### EXERCISE TEXT
----------------

The kitchen at Gayle Chappell and Jon Rowdon’s animal shelter north of Melbourne is a hive of activity.
A volunteer prepares meals and bottles for the 150-odd animals in their care. John plans the afternoon round of feeding while his partner Gayle administers a liquid meal to an injured cockatoo. All the while, a baby wombat scurries around the floor nibbling shoes and generally getting in the way.
At first, seeing native wildlife up close is novel, the young are undeniably adorable, but it doesn’t take long to realise that this work is demanding, gruelling and sometimes soul-destroying. John and Gayle work a 24-hour roster and – on a good day spend a couple of over-lapping hours together. Sometimes they go days without spending quality time together, and it’s been 6-years since they last holidayed together. The strain of constant arrivals, a relentless feeding regime and the trauma of seeing the badly injured animals; which often need to be euthanased, compounds the problem.
“I’m currently under treatment for depression for and post-traumatic stress disorder – it’s really hard. It’s very, very hard. Most of the wildlife shelters the carers are suffering from post-traumatic stress disorders because of the constant non-stop stress of dealing with these animals,” Gayle said.
The couple – both environmental scientists – have been in the cycle of providing animal care for 12-years, and Gayle says it’s taking a toll.

----------------

### WHAT YOU ARE ASKED TO DO
In the wildlife shelter text, the sentence beginning "The strain of constant arrivals" names the things that compound the problem. List each one.

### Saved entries

----------------

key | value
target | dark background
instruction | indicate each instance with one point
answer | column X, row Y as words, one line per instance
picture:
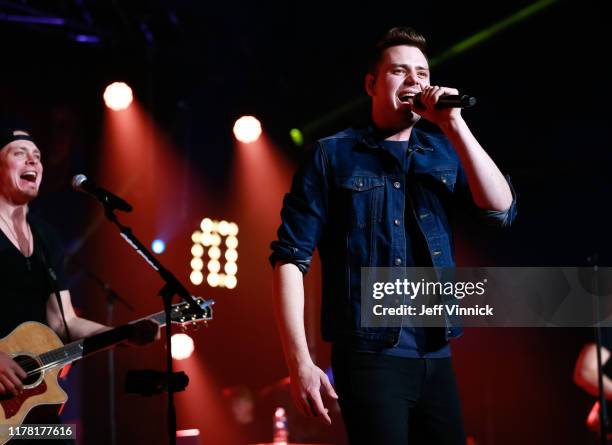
column 542, row 113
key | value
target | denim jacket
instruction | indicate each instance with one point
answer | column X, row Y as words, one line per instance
column 348, row 199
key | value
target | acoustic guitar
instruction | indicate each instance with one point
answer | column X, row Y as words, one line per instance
column 41, row 354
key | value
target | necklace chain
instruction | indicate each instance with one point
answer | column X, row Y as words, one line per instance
column 13, row 233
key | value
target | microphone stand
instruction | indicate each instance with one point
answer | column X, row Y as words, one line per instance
column 111, row 296
column 171, row 287
column 603, row 408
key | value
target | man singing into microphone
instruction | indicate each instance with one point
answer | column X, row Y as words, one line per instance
column 383, row 197
column 27, row 252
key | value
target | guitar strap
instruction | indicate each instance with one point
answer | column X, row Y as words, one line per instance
column 51, row 276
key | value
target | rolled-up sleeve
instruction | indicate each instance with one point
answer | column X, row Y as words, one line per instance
column 304, row 212
column 497, row 218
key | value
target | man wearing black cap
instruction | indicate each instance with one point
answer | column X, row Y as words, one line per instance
column 28, row 252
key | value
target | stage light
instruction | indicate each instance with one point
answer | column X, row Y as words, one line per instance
column 118, row 96
column 197, row 250
column 247, row 129
column 196, row 277
column 231, row 255
column 231, row 242
column 210, row 243
column 182, row 346
column 297, row 137
column 196, row 236
column 197, row 264
column 158, row 246
column 206, row 225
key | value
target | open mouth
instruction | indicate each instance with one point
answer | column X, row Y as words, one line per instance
column 406, row 98
column 29, row 176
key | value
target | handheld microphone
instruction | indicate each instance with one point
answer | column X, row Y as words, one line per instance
column 82, row 184
column 449, row 101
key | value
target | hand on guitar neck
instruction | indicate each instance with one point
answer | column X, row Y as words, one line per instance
column 11, row 375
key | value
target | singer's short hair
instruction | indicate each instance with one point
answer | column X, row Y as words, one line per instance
column 401, row 35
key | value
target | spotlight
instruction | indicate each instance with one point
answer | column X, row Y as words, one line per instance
column 118, row 96
column 297, row 136
column 182, row 346
column 247, row 129
column 158, row 246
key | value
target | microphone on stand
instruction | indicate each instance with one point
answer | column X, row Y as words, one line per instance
column 82, row 184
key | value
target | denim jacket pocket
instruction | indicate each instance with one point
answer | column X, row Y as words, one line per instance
column 365, row 195
column 440, row 178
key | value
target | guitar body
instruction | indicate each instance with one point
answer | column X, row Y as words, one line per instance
column 30, row 339
column 41, row 353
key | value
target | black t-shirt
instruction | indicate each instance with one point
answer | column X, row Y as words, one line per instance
column 24, row 283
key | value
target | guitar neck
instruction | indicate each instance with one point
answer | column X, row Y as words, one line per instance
column 82, row 348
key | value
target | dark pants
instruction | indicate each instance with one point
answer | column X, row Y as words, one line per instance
column 397, row 401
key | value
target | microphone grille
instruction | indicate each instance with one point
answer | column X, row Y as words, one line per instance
column 77, row 180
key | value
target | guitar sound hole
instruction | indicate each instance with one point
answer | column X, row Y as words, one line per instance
column 30, row 366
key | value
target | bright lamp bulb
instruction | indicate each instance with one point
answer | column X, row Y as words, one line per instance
column 247, row 129
column 182, row 346
column 118, row 96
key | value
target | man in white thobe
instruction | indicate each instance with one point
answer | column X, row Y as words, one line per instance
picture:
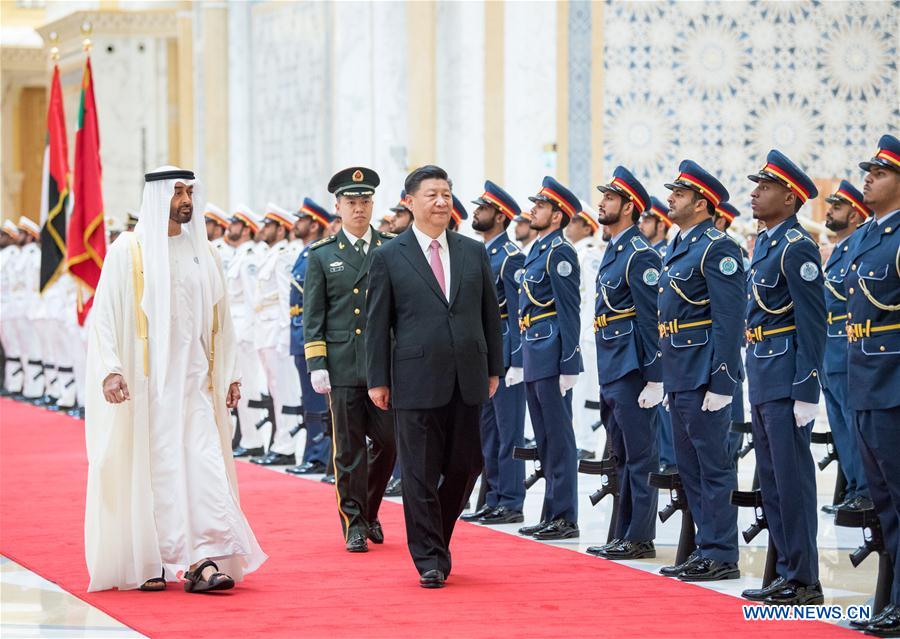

----------------

### EXPECTED ANSWER
- constant arrivals
- a relentless feeding regime
- the trauma of seeing the badly injured animals